> **Task statement**: State the number of lines in the records underneath where the word "panel" turns up, and say nothing else.

Data items:
....

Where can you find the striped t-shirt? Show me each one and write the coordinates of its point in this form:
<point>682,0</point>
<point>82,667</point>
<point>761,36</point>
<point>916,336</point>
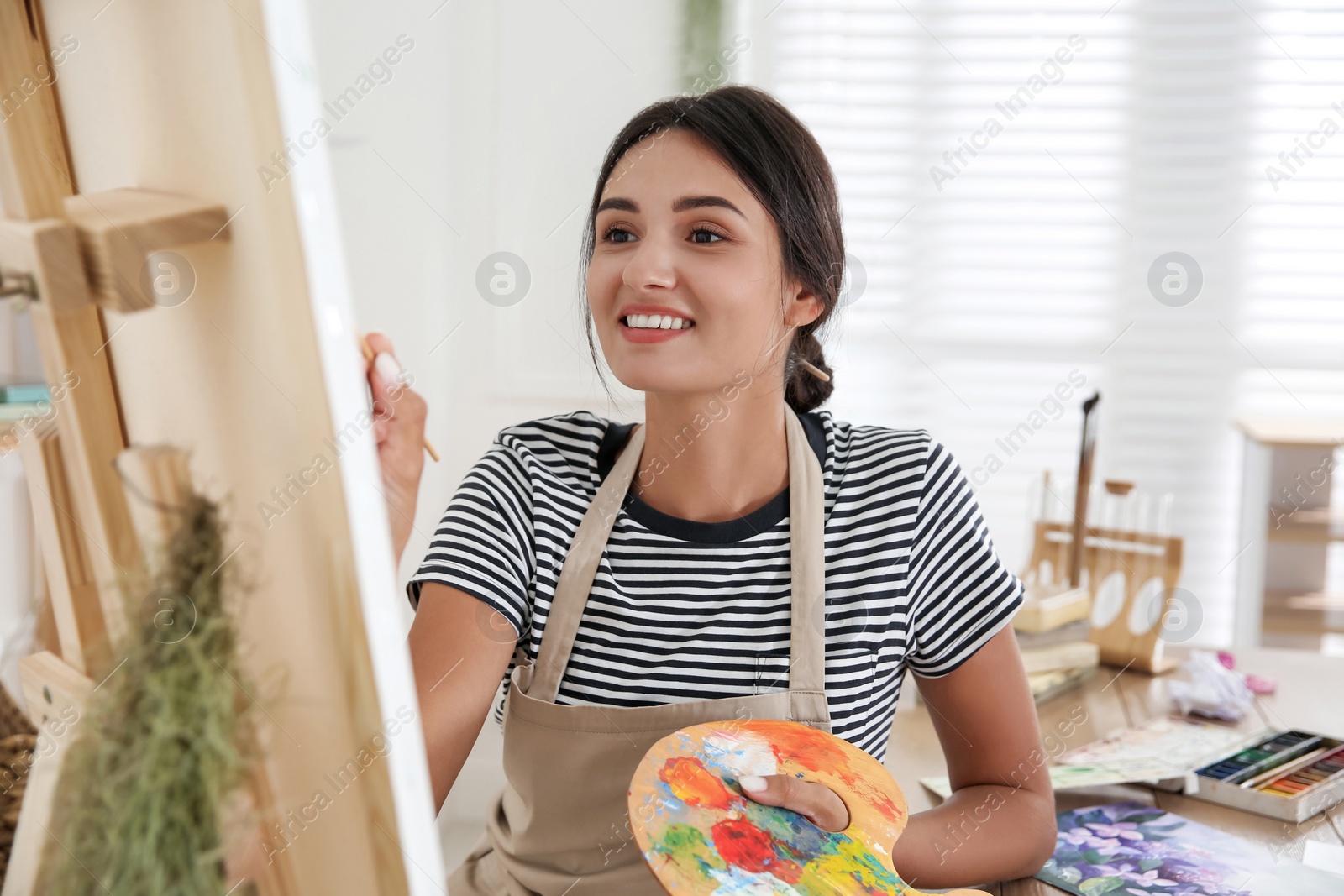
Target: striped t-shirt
<point>689,610</point>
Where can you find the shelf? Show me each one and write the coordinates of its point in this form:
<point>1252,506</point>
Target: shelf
<point>1297,613</point>
<point>1307,524</point>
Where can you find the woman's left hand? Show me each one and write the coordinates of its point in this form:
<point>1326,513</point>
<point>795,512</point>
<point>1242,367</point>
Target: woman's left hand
<point>816,802</point>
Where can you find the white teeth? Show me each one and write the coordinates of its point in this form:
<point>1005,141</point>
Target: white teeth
<point>658,322</point>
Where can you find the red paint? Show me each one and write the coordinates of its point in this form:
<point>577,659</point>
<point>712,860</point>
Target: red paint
<point>813,752</point>
<point>745,846</point>
<point>694,785</point>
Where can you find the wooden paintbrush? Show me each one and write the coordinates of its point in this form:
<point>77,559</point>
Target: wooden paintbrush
<point>369,356</point>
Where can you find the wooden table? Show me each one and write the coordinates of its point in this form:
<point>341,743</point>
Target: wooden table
<point>1308,698</point>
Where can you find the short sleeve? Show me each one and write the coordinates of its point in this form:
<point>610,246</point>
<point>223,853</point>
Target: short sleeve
<point>484,544</point>
<point>961,594</point>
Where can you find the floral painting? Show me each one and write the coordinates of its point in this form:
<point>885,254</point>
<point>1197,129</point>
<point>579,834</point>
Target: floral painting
<point>1132,849</point>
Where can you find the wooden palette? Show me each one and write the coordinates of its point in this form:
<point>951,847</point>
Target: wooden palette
<point>702,836</point>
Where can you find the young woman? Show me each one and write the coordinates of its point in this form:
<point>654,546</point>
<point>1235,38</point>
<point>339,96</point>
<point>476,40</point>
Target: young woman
<point>739,553</point>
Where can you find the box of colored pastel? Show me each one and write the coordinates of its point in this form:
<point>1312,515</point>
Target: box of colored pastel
<point>1290,775</point>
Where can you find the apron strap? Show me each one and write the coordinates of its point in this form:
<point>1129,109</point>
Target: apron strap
<point>580,569</point>
<point>806,523</point>
<point>808,560</point>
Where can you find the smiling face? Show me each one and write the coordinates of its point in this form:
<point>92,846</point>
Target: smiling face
<point>679,235</point>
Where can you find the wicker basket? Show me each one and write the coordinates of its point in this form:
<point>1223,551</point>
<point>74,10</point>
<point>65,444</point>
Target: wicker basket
<point>18,741</point>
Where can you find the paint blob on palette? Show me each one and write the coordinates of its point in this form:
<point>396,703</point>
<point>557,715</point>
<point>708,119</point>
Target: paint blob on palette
<point>702,836</point>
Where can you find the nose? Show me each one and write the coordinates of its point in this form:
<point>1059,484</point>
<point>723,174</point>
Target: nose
<point>651,266</point>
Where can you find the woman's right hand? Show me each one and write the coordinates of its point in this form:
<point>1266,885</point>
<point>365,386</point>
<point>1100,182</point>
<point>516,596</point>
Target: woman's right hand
<point>400,429</point>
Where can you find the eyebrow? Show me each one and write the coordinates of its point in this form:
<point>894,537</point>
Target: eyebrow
<point>685,203</point>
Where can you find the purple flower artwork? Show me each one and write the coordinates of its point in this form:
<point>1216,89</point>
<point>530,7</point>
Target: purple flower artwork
<point>1131,849</point>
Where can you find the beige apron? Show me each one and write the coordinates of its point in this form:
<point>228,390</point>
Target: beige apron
<point>561,824</point>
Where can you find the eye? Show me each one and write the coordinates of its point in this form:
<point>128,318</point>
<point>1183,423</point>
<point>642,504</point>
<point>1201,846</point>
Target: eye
<point>615,233</point>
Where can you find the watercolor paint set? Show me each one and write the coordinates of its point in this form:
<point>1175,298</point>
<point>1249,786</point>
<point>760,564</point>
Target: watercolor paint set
<point>1289,775</point>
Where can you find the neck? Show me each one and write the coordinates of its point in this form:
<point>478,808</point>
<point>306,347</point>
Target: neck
<point>709,458</point>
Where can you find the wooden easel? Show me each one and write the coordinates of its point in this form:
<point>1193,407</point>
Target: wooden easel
<point>78,253</point>
<point>1139,562</point>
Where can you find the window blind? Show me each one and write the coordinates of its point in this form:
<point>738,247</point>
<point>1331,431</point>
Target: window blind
<point>1010,175</point>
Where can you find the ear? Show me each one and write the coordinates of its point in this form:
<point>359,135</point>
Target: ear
<point>803,305</point>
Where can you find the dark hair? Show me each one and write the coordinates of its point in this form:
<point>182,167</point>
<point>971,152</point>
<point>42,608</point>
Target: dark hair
<point>780,161</point>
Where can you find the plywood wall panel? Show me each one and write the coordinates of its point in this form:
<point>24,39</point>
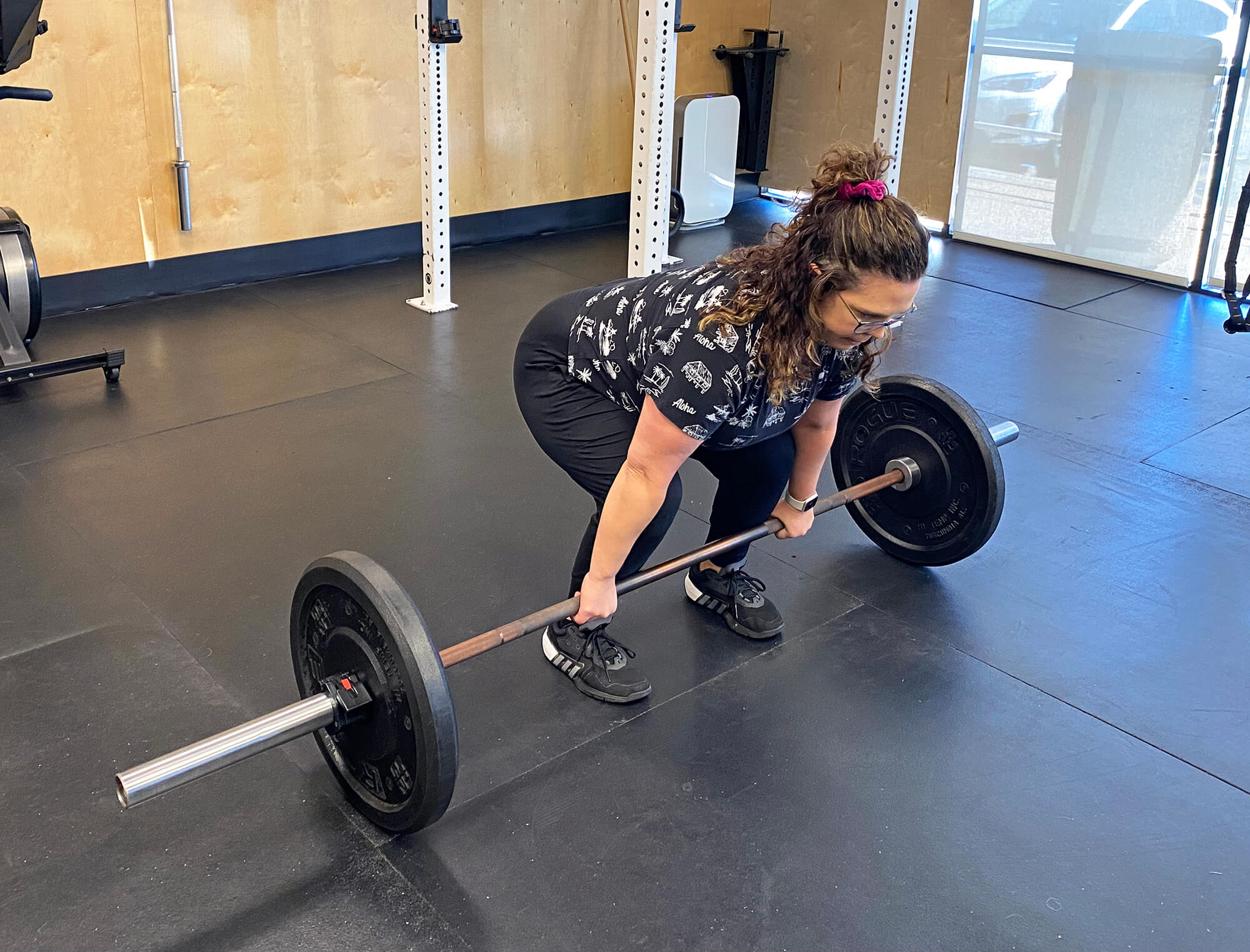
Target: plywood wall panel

....

> **Result**: 2